_DESCRIPTION OF THE TASK_.
Each line of the data should be transcribed exactly as given.

_INPUT FOR THIS TASK_.
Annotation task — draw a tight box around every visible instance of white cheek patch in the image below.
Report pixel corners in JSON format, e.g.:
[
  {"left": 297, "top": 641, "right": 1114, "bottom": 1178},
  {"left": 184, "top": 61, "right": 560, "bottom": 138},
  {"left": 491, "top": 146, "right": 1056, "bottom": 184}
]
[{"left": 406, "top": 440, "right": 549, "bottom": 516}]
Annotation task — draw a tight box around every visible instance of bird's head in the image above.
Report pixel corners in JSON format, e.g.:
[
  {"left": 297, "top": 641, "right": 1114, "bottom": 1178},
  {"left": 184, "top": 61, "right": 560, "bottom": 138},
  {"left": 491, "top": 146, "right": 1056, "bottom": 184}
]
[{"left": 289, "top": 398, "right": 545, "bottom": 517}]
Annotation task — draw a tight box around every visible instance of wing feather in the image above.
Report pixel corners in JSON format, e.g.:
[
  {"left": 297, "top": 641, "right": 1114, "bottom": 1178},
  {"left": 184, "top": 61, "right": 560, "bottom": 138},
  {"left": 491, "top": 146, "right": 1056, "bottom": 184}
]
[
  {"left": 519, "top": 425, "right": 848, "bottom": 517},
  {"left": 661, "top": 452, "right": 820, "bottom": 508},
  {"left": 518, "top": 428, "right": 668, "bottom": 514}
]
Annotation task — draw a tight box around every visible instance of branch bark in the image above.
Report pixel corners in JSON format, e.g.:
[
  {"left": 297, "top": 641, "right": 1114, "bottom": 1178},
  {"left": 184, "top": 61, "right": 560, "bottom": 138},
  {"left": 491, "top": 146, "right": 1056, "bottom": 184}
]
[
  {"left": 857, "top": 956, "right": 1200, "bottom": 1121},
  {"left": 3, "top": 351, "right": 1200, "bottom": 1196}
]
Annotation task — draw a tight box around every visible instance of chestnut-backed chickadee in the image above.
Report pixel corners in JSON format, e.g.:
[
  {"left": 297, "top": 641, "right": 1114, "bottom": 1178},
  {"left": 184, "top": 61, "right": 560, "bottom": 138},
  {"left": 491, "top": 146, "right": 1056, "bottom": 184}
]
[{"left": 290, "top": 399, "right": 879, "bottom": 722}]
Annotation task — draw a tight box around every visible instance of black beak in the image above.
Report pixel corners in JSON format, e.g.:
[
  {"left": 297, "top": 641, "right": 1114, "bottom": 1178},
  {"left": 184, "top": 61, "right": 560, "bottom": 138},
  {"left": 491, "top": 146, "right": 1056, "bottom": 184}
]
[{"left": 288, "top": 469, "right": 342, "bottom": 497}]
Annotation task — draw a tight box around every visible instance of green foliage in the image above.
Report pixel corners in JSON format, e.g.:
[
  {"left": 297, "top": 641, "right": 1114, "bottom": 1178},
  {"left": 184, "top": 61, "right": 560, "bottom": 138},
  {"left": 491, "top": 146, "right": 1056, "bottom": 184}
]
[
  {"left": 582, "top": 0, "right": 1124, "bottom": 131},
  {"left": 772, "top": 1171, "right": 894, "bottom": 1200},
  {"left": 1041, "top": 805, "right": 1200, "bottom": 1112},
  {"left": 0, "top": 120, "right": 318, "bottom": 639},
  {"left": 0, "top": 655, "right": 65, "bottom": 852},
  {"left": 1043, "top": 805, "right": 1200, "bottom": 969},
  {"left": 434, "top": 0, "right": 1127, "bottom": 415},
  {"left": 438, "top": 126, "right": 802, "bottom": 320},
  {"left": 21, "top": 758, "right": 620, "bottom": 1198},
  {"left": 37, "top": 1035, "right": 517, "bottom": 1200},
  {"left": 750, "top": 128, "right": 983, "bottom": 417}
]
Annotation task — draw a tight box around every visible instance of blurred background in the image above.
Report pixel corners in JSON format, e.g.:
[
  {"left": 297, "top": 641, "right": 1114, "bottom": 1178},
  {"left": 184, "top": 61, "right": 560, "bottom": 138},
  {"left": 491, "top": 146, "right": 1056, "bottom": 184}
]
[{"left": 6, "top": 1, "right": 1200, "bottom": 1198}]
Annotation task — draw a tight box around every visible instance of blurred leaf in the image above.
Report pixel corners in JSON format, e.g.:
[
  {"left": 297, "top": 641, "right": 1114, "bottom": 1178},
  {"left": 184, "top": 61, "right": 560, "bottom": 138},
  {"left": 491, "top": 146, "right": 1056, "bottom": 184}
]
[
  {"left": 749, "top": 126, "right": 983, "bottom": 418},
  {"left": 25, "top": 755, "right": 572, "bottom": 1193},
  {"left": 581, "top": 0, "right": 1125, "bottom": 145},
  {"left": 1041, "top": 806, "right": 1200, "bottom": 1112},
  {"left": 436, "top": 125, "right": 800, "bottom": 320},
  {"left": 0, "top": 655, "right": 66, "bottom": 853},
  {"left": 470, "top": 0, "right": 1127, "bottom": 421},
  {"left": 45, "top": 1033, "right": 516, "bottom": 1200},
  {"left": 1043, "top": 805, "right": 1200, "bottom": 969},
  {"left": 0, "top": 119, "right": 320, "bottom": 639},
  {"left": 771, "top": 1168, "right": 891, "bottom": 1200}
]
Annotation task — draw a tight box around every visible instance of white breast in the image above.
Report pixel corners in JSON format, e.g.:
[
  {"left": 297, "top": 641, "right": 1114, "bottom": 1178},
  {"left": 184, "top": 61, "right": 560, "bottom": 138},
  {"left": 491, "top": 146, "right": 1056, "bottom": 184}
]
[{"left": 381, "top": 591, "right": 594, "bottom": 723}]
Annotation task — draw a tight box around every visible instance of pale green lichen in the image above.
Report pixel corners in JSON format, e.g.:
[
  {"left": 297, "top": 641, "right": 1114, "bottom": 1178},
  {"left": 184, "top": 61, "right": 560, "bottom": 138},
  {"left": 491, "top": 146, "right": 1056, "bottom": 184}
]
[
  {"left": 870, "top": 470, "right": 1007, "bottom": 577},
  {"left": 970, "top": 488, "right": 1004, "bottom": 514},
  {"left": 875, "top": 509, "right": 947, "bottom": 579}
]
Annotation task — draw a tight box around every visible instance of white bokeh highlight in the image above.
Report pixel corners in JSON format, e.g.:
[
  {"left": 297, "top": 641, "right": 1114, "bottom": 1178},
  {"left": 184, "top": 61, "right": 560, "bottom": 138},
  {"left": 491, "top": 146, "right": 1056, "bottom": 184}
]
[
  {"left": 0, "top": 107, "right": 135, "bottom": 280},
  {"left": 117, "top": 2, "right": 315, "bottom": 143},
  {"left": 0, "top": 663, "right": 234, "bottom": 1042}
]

_REPLY TO THE EXERCISE_.
Annotation task — draw a tight box around every visible instance of white cheek patch in the image below.
Report pixel corners in JSON format, e.g.:
[
  {"left": 297, "top": 641, "right": 1114, "bottom": 1178},
  {"left": 184, "top": 61, "right": 560, "bottom": 138},
  {"left": 491, "top": 146, "right": 1056, "bottom": 184}
]
[{"left": 406, "top": 440, "right": 549, "bottom": 516}]
Annotation task — draw a tight box around every visible instance of bird's head in the image above.
Report pixel corners in JSON format, e.g.:
[
  {"left": 297, "top": 641, "right": 1114, "bottom": 1178},
  {"left": 184, "top": 61, "right": 560, "bottom": 138},
  {"left": 491, "top": 146, "right": 1056, "bottom": 184}
]
[{"left": 289, "top": 398, "right": 545, "bottom": 517}]
Annotation task — draw a tight box around every visible instance of wing feather in the image above.
Report pixel corners in JSON format, e.g.:
[
  {"left": 297, "top": 641, "right": 1114, "bottom": 1178},
  {"left": 184, "top": 61, "right": 560, "bottom": 138},
  {"left": 491, "top": 146, "right": 1056, "bottom": 184}
]
[
  {"left": 519, "top": 425, "right": 848, "bottom": 517},
  {"left": 661, "top": 452, "right": 820, "bottom": 508},
  {"left": 518, "top": 428, "right": 668, "bottom": 514}
]
Annotation task — draw a tight box around every visible instance of branch bark in the image above.
Report pixel corners in JSON format, e.g.:
[
  {"left": 297, "top": 641, "right": 1114, "bottom": 1178},
  {"left": 184, "top": 61, "right": 560, "bottom": 138},
  {"left": 491, "top": 146, "right": 1056, "bottom": 184}
]
[
  {"left": 857, "top": 956, "right": 1200, "bottom": 1121},
  {"left": 3, "top": 351, "right": 1200, "bottom": 1196}
]
Annotation task — draw a tight box around every visible instance of chestnut-backed chickadee in the image above.
Report pixel corners in JSON format, e.g.:
[
  {"left": 297, "top": 641, "right": 1114, "bottom": 1178},
  {"left": 184, "top": 61, "right": 560, "bottom": 138},
  {"left": 491, "top": 146, "right": 1056, "bottom": 184}
]
[{"left": 290, "top": 399, "right": 879, "bottom": 722}]
Annotation task — draw a tight box around every visible instance of black beak in the image above.
Report pixel corners in JSON format, e.g.:
[
  {"left": 297, "top": 641, "right": 1114, "bottom": 1178},
  {"left": 184, "top": 61, "right": 560, "bottom": 138},
  {"left": 491, "top": 146, "right": 1056, "bottom": 184}
]
[{"left": 288, "top": 469, "right": 342, "bottom": 497}]
Annotation task — draw a tight box around every visible instance of green foliage in the image above.
Report pixel corners in JSON format, e.g.:
[
  {"left": 297, "top": 641, "right": 1114, "bottom": 1178},
  {"left": 184, "top": 61, "right": 560, "bottom": 138},
  {"left": 491, "top": 146, "right": 1056, "bottom": 184}
]
[
  {"left": 582, "top": 0, "right": 1124, "bottom": 131},
  {"left": 772, "top": 1171, "right": 894, "bottom": 1200},
  {"left": 1041, "top": 805, "right": 1200, "bottom": 1112},
  {"left": 0, "top": 120, "right": 318, "bottom": 639},
  {"left": 0, "top": 655, "right": 65, "bottom": 852},
  {"left": 1043, "top": 805, "right": 1200, "bottom": 969},
  {"left": 434, "top": 0, "right": 1127, "bottom": 415},
  {"left": 438, "top": 126, "right": 802, "bottom": 320},
  {"left": 21, "top": 758, "right": 620, "bottom": 1198},
  {"left": 37, "top": 1035, "right": 517, "bottom": 1200},
  {"left": 750, "top": 128, "right": 983, "bottom": 417}
]
Annotation task — draw a tight box around every visible instance of blurred background in the image above.
Report pixel corners in JSON format, e.g.:
[
  {"left": 297, "top": 641, "right": 1114, "bottom": 1178},
  {"left": 184, "top": 61, "right": 560, "bottom": 138},
  {"left": 491, "top": 146, "right": 1056, "bottom": 184}
]
[{"left": 6, "top": 1, "right": 1200, "bottom": 1198}]
Annotation task — draw a tight box around every visible instance of blurred leaf in the image above.
Report pixel corners in JSON format, e.g.:
[
  {"left": 297, "top": 641, "right": 1114, "bottom": 1178},
  {"left": 184, "top": 61, "right": 560, "bottom": 138},
  {"left": 491, "top": 146, "right": 1056, "bottom": 184}
]
[
  {"left": 749, "top": 126, "right": 983, "bottom": 418},
  {"left": 25, "top": 755, "right": 572, "bottom": 1193},
  {"left": 581, "top": 0, "right": 1125, "bottom": 145},
  {"left": 1041, "top": 806, "right": 1200, "bottom": 1112},
  {"left": 436, "top": 125, "right": 800, "bottom": 320},
  {"left": 0, "top": 655, "right": 66, "bottom": 853},
  {"left": 470, "top": 0, "right": 1127, "bottom": 421},
  {"left": 45, "top": 1033, "right": 516, "bottom": 1200},
  {"left": 1043, "top": 805, "right": 1200, "bottom": 969},
  {"left": 0, "top": 119, "right": 320, "bottom": 639},
  {"left": 771, "top": 1168, "right": 891, "bottom": 1200}
]
Annotation task — draw a tight box around every visible instance of white breast in the image above.
Report pixel corners in JSON format, e.g.:
[
  {"left": 297, "top": 641, "right": 1114, "bottom": 1178},
  {"left": 184, "top": 61, "right": 560, "bottom": 138},
  {"left": 491, "top": 146, "right": 1056, "bottom": 184}
]
[{"left": 381, "top": 591, "right": 594, "bottom": 723}]
Annotation task — draw a tight box around every visible instance of pale green lichen in the image above.
Report pixel corners in JSON format, e.g.:
[
  {"left": 297, "top": 641, "right": 1114, "bottom": 1178},
  {"left": 184, "top": 61, "right": 560, "bottom": 138},
  {"left": 491, "top": 146, "right": 1056, "bottom": 184}
]
[
  {"left": 870, "top": 470, "right": 1007, "bottom": 577},
  {"left": 970, "top": 488, "right": 1004, "bottom": 514},
  {"left": 875, "top": 509, "right": 947, "bottom": 579}
]
Annotation task — draw a tight box around every visible instance of white bokeh highlight in the image above.
Report pixel corners in JSON format, e.g.:
[
  {"left": 297, "top": 641, "right": 1114, "bottom": 1178},
  {"left": 184, "top": 61, "right": 560, "bottom": 138},
  {"left": 491, "top": 146, "right": 1056, "bottom": 184}
]
[
  {"left": 0, "top": 107, "right": 135, "bottom": 280},
  {"left": 117, "top": 2, "right": 315, "bottom": 143},
  {"left": 0, "top": 663, "right": 234, "bottom": 1042}
]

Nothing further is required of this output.